Material for the task ::
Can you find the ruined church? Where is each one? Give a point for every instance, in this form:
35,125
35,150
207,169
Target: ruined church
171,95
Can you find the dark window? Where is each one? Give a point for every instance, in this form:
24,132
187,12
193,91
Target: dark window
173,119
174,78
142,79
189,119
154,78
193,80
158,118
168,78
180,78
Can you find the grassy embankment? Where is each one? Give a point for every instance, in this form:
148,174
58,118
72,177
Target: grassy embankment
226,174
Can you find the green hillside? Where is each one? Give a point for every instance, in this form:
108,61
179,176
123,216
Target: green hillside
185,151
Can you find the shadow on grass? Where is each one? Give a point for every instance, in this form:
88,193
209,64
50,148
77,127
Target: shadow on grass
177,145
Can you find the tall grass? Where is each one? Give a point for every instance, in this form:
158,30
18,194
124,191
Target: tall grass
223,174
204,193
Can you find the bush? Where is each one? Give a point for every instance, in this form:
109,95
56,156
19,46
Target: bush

--

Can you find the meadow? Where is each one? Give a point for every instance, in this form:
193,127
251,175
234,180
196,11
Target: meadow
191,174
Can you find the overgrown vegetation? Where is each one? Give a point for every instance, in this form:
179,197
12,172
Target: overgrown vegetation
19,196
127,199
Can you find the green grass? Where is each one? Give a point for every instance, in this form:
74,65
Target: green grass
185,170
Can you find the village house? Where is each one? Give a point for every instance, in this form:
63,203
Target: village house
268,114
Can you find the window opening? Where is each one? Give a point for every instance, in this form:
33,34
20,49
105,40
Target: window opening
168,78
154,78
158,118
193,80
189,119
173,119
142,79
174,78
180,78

What is needed ::
Scan the records for the string "Where". Copy each line in which it appears.

Reply ::
Can you find the ruined church? Where is each one? Give a point for every instance, in this form:
Can you find the dark window? Where is each one? Give a point for every instance, in this form:
Can you find the grassy embankment? Where is each one? Give a point for every instance, in this form:
Can you find the green hillside? Where is each one? Give a point for every instance, in this form:
Can you find the shadow on grass? Where is each one? Give a point for every instance, in this form:
Can you find the tall grass? Where is each one? Give a point for every instance, in this form:
Can you find the bush? Where is each one? Give a point for every instance, in this form:
Can you find the meadow? Where is each one? Give a point for every instance, in this form:
Can you find the overgrown vegetation? Where is each one? Give a point for every instance, in this form:
Can you find the green grass? Where is each one? Give a point for every instance, in this form:
Can you find the village house? Where is each one? Give a point for every instance, in this form:
Can you find the window opening? Where is each one? Give a point for every instance, in this form:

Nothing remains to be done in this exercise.